- **WHAT IS NEEDED**: Your task is to repeat all of the data exactly while excluding the pictures.

Excerpts from point annotation data:
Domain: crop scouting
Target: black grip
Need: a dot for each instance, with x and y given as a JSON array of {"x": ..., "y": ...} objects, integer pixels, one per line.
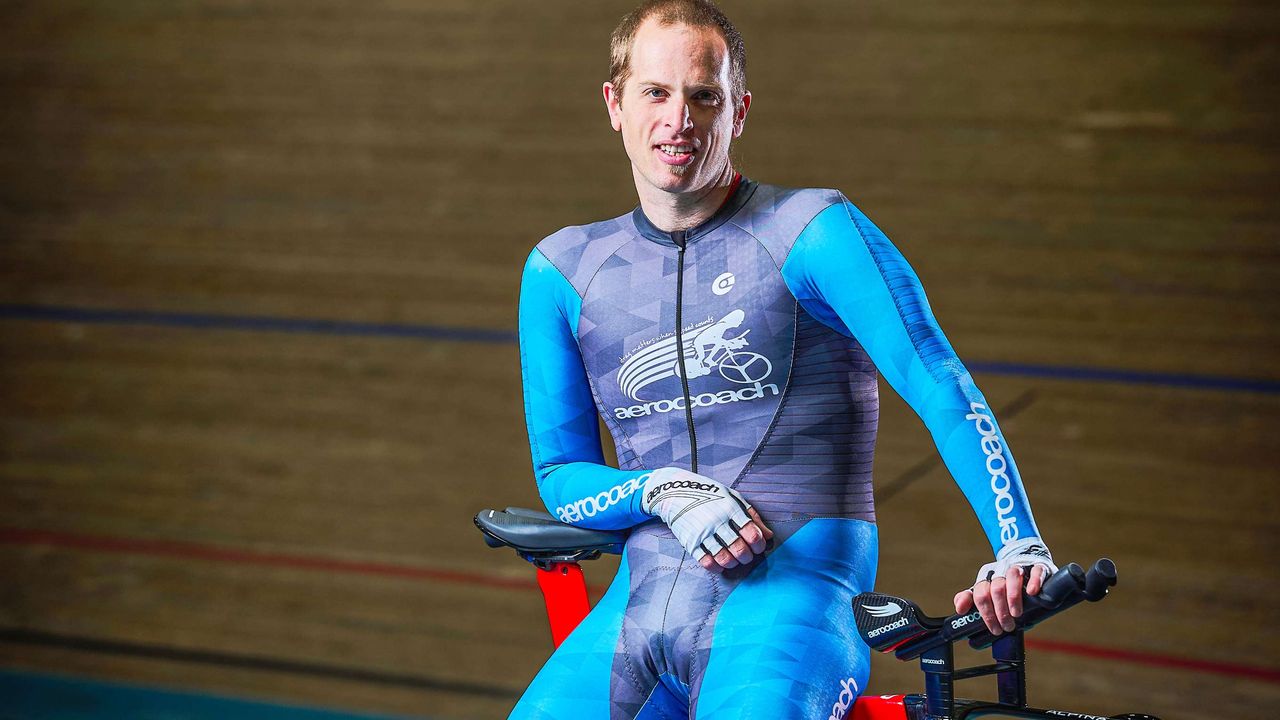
[
  {"x": 1061, "y": 586},
  {"x": 1098, "y": 579}
]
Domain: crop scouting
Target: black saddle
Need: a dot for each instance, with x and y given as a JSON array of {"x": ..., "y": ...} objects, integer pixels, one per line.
[{"x": 543, "y": 540}]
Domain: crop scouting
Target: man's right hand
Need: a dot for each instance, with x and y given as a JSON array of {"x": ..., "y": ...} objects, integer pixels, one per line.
[{"x": 709, "y": 519}]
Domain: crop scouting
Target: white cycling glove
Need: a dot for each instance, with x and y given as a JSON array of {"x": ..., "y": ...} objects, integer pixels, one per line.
[
  {"x": 1025, "y": 552},
  {"x": 704, "y": 514}
]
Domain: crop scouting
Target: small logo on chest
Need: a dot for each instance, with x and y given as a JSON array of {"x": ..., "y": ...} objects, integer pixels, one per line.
[{"x": 723, "y": 283}]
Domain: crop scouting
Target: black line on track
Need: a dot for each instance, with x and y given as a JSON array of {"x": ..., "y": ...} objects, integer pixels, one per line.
[
  {"x": 21, "y": 636},
  {"x": 923, "y": 468}
]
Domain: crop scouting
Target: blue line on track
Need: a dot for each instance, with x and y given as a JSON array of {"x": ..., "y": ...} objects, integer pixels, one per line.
[
  {"x": 255, "y": 323},
  {"x": 32, "y": 696},
  {"x": 261, "y": 323}
]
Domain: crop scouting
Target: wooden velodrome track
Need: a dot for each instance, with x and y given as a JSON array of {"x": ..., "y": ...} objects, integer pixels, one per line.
[{"x": 259, "y": 267}]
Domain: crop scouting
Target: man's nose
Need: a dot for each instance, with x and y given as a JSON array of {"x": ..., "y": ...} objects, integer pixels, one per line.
[{"x": 679, "y": 117}]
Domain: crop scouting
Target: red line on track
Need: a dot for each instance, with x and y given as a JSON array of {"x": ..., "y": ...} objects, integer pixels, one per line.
[{"x": 188, "y": 550}]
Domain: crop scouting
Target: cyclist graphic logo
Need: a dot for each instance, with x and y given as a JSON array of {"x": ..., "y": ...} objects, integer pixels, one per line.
[{"x": 708, "y": 347}]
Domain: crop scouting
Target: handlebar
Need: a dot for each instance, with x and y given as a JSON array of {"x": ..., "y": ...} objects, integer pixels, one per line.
[{"x": 888, "y": 623}]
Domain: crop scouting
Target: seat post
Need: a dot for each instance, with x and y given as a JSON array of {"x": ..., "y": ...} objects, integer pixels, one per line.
[{"x": 565, "y": 593}]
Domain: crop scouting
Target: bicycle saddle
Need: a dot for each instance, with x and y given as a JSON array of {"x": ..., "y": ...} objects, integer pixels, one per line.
[{"x": 539, "y": 537}]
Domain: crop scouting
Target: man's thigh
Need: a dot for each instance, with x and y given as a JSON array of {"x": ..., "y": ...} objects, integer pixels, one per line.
[
  {"x": 785, "y": 643},
  {"x": 791, "y": 670},
  {"x": 577, "y": 679}
]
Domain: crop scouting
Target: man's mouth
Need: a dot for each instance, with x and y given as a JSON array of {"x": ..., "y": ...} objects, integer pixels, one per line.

- **EXPECTED ANSWER**:
Domain: crop scouting
Target: black grip
Need: a dot for each instance, with x and y given as a JSON array of {"x": ..., "y": ...} objects, integer pixels, one per line.
[
  {"x": 1061, "y": 586},
  {"x": 1098, "y": 579}
]
Domain: crop scouting
Target: black saddle
Need: a dot for each instance, with x and y given as a JSON array of {"x": ..., "y": ...} objects, integer pixels, one per line.
[{"x": 543, "y": 540}]
Domain: crop scouting
Target: man's right hand
Need: a dot for each instance, with x and y given as a JSON array of {"x": ..., "y": ...} objects, integer pixels, one per line.
[{"x": 709, "y": 519}]
Domain: crop scouting
Target: white cycling glove
Need: a dot for each instance, with x and y given as a JSON array of {"x": ..., "y": ...} objects, integer pixels, one per line.
[
  {"x": 1025, "y": 552},
  {"x": 704, "y": 514}
]
Domain: crop scouting
Target: small logo on chest
Need: a dot for each instance, with x and y given as a JSON array of {"x": ..., "y": ...} objects, integer pixels, one per line.
[{"x": 723, "y": 283}]
Domain: crop scouting
Target: black line on track
Need: a dot for each instance, with x and y given as a JSON array of {"x": ..., "y": ...} objects, integer pixels, one per line.
[
  {"x": 21, "y": 636},
  {"x": 923, "y": 468}
]
Domain: crop scouting
Target: blue line on track
Need: a dot for each instance, with x and y given as a JSON array of {"x": ..., "y": ...} objects, integer pixels, one per line.
[
  {"x": 255, "y": 323},
  {"x": 32, "y": 696},
  {"x": 261, "y": 323}
]
Domain: crop scouting
Target: wooden velodrome track
Need: a dot for each instance, with x and y given as a JSON array of {"x": ..., "y": ...} objects, integer pixels, one per line.
[{"x": 259, "y": 267}]
Domain: crop scouting
Target: man's nose
Need: a dot for each instance, with x and y given as a JSON array of {"x": ..., "y": ...} objects, integer pixels, one per line.
[{"x": 679, "y": 117}]
Domain: crop scouting
Target: red line on track
Need: a dot for each instance, with x and y given as a JSON array of {"x": ..., "y": ...} objects, integer pixels, one per line.
[{"x": 188, "y": 550}]
Domain: crop scouting
Target: cyclist graphic logo
Need: a dot for each instance, with x and y given as a JSON array of {"x": ..., "y": ...} objects, integer pixels, one per line.
[{"x": 708, "y": 347}]
Domain: crop scouting
Target: handlebar
Need: a dot for each instance, with x and y given as a JSON array of {"x": ..., "y": ...} objects, integer pixels, one per line.
[{"x": 888, "y": 623}]
Domain: crop scouting
Target: seat post
Need: a dot for each instance, with x and y given as a JSON array of {"x": ..., "y": ...} objects, integer pixels, one per line.
[{"x": 565, "y": 593}]
Domain: crop scouting
Target: bicycle saddle
Need: a dot for each instance, with x and y given as a JSON array of {"x": ..., "y": ...} objects, integer pixels, one per line.
[{"x": 539, "y": 537}]
Domain: crop scouting
Target: man's thigh
Need: a dot for each instance, with x and y given as a JSON array of {"x": ..., "y": ...} objects, integer pixels, one per line.
[
  {"x": 785, "y": 643},
  {"x": 791, "y": 670},
  {"x": 577, "y": 679}
]
Domain: crop scouting
Target: man's mouth
Need: a dot for each instance, with x and y given as a JSON array of {"x": ..., "y": ...} objects, integer pixels, one per line.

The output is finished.